● What you should do
Examine the material below. Gather every line in which the string "waiting" appears.

---- Information

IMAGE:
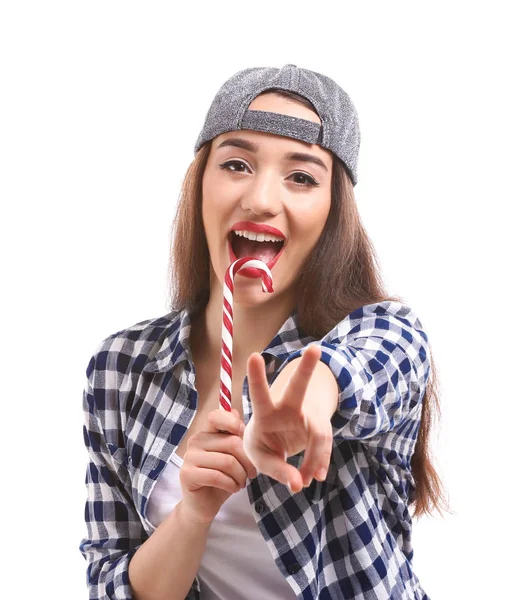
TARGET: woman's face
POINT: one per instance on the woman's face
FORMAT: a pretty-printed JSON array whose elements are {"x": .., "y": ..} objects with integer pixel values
[{"x": 250, "y": 183}]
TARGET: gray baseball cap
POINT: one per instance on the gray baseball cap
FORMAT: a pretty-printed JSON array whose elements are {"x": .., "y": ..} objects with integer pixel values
[{"x": 339, "y": 129}]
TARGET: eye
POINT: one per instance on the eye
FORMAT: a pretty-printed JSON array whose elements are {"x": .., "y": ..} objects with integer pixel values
[
  {"x": 309, "y": 181},
  {"x": 230, "y": 163}
]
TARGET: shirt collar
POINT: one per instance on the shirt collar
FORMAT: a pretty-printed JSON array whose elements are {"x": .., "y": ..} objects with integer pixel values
[{"x": 175, "y": 347}]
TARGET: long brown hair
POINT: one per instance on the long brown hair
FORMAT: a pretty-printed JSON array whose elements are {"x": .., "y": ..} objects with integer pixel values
[{"x": 344, "y": 260}]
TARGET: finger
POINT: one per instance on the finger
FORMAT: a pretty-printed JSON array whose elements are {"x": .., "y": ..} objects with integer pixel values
[
  {"x": 222, "y": 421},
  {"x": 317, "y": 455},
  {"x": 258, "y": 385},
  {"x": 223, "y": 443},
  {"x": 197, "y": 478},
  {"x": 217, "y": 461},
  {"x": 296, "y": 387},
  {"x": 278, "y": 469}
]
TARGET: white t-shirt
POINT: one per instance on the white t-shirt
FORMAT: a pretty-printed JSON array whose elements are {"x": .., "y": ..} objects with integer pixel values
[{"x": 237, "y": 562}]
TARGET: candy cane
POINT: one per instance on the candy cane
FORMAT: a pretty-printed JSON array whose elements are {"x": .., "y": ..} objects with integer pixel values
[{"x": 225, "y": 394}]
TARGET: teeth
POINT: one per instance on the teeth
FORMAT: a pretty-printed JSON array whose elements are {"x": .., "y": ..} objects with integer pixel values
[{"x": 259, "y": 237}]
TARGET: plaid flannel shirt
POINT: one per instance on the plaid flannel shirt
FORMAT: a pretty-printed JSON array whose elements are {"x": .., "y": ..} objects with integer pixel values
[{"x": 346, "y": 537}]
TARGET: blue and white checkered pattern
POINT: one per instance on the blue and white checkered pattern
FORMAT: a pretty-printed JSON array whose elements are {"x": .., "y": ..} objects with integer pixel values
[{"x": 346, "y": 537}]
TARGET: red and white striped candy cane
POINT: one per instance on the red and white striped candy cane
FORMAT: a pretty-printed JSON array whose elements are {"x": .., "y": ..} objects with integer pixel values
[{"x": 225, "y": 395}]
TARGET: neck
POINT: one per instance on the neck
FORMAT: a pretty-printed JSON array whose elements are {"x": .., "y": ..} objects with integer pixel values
[{"x": 253, "y": 328}]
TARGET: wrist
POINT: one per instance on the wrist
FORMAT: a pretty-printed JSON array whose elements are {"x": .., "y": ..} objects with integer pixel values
[{"x": 189, "y": 518}]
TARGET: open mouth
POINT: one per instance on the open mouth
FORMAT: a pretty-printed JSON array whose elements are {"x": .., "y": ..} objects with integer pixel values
[{"x": 267, "y": 251}]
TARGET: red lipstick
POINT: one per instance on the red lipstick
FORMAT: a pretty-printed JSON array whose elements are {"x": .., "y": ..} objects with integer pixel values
[{"x": 257, "y": 228}]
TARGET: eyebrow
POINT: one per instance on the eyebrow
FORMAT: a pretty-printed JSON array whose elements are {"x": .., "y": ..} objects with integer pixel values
[{"x": 292, "y": 156}]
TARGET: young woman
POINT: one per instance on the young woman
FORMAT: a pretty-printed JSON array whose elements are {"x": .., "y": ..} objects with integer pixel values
[{"x": 303, "y": 490}]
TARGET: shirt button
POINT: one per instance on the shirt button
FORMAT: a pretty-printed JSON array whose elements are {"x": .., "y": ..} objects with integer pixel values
[{"x": 293, "y": 569}]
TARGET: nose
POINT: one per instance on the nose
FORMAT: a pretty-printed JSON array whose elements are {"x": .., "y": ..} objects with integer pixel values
[{"x": 263, "y": 194}]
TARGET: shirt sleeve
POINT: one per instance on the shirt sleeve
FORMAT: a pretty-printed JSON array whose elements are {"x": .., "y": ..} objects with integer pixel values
[
  {"x": 114, "y": 529},
  {"x": 379, "y": 355}
]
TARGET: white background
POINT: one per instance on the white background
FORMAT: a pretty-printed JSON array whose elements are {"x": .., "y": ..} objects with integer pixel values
[{"x": 101, "y": 104}]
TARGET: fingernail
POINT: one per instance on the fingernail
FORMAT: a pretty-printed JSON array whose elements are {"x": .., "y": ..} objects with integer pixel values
[{"x": 321, "y": 474}]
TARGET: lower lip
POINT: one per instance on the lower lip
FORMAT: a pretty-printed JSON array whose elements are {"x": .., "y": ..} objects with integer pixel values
[{"x": 251, "y": 272}]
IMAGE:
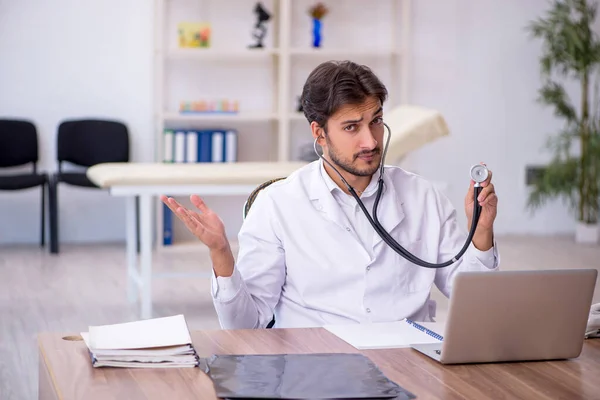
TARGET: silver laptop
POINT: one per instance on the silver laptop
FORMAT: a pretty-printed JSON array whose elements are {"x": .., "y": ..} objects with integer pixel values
[{"x": 515, "y": 316}]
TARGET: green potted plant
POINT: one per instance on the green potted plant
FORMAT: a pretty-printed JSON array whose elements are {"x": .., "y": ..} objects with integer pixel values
[{"x": 571, "y": 51}]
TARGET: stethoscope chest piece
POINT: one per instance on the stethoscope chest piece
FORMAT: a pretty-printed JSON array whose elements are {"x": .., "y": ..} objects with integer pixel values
[{"x": 479, "y": 173}]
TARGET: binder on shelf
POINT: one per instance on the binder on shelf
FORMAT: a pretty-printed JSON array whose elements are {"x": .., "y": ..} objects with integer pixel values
[
  {"x": 196, "y": 146},
  {"x": 179, "y": 146},
  {"x": 167, "y": 226},
  {"x": 191, "y": 144},
  {"x": 231, "y": 146},
  {"x": 205, "y": 145},
  {"x": 168, "y": 140}
]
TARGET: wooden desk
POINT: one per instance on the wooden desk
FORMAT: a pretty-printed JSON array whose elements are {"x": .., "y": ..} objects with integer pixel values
[{"x": 66, "y": 372}]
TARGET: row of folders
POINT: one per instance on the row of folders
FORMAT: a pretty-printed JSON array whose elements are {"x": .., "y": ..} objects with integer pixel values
[
  {"x": 208, "y": 145},
  {"x": 191, "y": 146}
]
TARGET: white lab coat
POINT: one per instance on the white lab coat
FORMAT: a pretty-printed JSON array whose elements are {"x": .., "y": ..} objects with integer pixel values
[{"x": 300, "y": 260}]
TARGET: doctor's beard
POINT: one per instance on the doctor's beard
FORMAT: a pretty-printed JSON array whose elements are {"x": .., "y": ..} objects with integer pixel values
[{"x": 349, "y": 166}]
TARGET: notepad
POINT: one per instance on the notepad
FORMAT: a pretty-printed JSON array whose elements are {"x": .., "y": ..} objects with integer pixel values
[
  {"x": 384, "y": 335},
  {"x": 153, "y": 343}
]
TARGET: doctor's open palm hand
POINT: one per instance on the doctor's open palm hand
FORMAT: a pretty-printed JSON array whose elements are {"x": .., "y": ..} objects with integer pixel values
[
  {"x": 205, "y": 225},
  {"x": 489, "y": 204}
]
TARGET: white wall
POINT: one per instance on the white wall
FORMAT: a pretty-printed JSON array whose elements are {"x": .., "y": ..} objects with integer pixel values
[
  {"x": 472, "y": 60},
  {"x": 70, "y": 59}
]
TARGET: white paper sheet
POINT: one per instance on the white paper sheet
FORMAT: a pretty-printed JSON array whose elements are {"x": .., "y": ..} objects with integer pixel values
[{"x": 385, "y": 335}]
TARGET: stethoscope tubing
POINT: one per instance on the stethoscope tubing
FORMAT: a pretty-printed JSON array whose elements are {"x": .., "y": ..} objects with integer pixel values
[{"x": 385, "y": 236}]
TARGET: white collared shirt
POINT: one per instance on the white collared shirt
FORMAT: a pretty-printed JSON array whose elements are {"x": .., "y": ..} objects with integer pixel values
[{"x": 309, "y": 257}]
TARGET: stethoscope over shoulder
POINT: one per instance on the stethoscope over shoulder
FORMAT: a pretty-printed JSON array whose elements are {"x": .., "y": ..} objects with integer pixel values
[{"x": 479, "y": 173}]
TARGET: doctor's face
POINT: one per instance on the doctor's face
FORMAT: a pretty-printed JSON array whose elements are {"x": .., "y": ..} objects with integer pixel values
[{"x": 354, "y": 138}]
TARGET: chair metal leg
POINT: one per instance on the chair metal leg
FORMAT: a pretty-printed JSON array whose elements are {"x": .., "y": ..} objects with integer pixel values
[
  {"x": 43, "y": 213},
  {"x": 53, "y": 189},
  {"x": 137, "y": 222}
]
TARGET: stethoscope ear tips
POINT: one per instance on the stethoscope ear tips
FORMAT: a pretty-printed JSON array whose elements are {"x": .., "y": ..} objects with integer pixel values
[{"x": 479, "y": 173}]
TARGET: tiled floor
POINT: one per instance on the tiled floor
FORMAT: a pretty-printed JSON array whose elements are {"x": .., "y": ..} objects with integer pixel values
[{"x": 85, "y": 285}]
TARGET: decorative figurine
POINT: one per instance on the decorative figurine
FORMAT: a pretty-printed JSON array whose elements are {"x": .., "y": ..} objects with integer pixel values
[
  {"x": 317, "y": 12},
  {"x": 260, "y": 30}
]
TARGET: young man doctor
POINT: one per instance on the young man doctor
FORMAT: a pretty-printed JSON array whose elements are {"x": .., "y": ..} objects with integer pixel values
[{"x": 308, "y": 255}]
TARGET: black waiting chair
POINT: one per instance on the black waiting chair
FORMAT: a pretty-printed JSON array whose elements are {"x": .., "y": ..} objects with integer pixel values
[
  {"x": 84, "y": 143},
  {"x": 247, "y": 206},
  {"x": 19, "y": 147}
]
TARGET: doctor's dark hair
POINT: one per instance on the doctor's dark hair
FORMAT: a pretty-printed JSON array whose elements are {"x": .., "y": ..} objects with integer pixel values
[{"x": 334, "y": 84}]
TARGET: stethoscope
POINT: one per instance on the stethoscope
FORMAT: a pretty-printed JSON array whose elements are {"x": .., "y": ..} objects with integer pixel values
[{"x": 479, "y": 173}]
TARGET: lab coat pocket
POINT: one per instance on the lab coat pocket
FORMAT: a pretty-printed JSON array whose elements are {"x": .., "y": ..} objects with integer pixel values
[{"x": 412, "y": 278}]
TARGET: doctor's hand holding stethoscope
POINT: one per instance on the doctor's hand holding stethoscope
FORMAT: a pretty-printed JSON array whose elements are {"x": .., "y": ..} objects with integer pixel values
[{"x": 483, "y": 238}]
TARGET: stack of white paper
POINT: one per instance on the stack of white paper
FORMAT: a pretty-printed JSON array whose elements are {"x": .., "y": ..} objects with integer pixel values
[{"x": 152, "y": 343}]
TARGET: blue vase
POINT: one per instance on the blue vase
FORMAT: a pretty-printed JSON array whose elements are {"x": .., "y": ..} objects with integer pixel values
[{"x": 316, "y": 33}]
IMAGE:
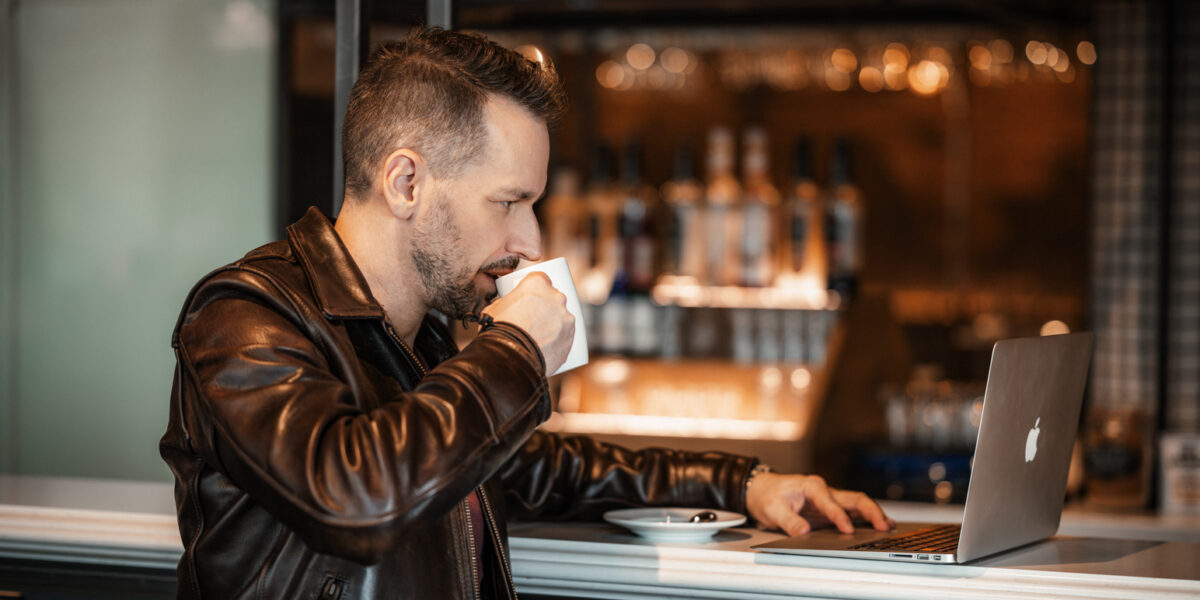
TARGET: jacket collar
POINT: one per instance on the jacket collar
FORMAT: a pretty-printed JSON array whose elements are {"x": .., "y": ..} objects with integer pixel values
[{"x": 339, "y": 286}]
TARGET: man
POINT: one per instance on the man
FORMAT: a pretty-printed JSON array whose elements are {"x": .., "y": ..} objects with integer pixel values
[{"x": 327, "y": 437}]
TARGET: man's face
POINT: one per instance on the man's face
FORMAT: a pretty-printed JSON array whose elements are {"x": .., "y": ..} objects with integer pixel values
[{"x": 481, "y": 222}]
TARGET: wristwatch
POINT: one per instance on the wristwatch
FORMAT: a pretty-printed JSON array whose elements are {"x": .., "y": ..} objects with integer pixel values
[{"x": 759, "y": 469}]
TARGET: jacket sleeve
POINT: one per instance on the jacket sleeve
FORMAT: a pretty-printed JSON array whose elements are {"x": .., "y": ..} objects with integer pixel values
[
  {"x": 577, "y": 478},
  {"x": 267, "y": 407}
]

--------

● Reply
TARGET: black waiting chair
POINT: one per instance on the black waiting chair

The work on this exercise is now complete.